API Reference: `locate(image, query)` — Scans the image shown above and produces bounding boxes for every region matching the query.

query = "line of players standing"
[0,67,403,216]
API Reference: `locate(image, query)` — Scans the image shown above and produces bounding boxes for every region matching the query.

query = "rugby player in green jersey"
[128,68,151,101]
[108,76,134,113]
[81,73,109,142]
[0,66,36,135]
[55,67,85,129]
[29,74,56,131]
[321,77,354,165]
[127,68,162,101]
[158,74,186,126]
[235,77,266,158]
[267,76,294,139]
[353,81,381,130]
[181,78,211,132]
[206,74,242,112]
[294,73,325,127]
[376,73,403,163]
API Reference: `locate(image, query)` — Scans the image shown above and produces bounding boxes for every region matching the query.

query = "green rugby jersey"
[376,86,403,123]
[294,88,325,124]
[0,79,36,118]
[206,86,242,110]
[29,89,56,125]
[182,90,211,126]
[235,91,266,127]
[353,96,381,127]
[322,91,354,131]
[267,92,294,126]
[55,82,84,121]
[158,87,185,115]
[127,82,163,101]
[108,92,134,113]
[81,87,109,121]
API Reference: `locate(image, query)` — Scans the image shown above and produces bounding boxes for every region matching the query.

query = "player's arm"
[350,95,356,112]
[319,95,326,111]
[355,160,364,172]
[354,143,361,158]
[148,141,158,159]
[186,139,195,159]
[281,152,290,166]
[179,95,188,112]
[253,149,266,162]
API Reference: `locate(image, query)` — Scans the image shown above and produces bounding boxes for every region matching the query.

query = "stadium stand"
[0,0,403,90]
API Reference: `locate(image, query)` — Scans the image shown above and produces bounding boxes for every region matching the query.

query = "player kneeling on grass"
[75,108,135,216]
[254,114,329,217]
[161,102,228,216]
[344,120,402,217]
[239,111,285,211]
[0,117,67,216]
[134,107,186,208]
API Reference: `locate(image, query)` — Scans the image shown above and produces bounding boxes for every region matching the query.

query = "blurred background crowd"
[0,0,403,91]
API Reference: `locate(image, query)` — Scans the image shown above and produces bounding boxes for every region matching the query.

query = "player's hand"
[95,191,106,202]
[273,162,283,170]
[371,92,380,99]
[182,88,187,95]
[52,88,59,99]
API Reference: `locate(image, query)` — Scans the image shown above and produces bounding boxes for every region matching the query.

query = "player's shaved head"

————————

* Given instruction *
Convert the records, starting at the very first line and ending at the line that contains "[376,73,403,163]", into a JSON list of strings with one string per line, leaving out blank lines.

* Answer *
[
  "API Reference: `locate(image, query)` — Scans the image shown above and produces bounding boxes for every region matching the query.",
  "query = \"line of players standing\"",
  "[0,67,403,216]",
  "API Reference: `locate(image, query)` — Scans the image shown above and produces bounding boxes for every region matching the query.",
  "query = \"rugby player in green jersey\"",
  "[128,68,151,101]",
  "[108,76,134,113]",
  "[81,73,109,142]",
  "[0,66,36,135]",
  "[55,67,85,129]",
  "[29,74,56,131]",
  "[321,77,354,165]",
  "[127,68,162,101]",
  "[158,74,186,126]",
  "[235,77,266,158]",
  "[267,76,294,139]",
  "[353,81,381,130]",
  "[181,78,211,132]",
  "[206,74,242,112]",
  "[294,73,325,127]",
  "[376,73,403,163]"
]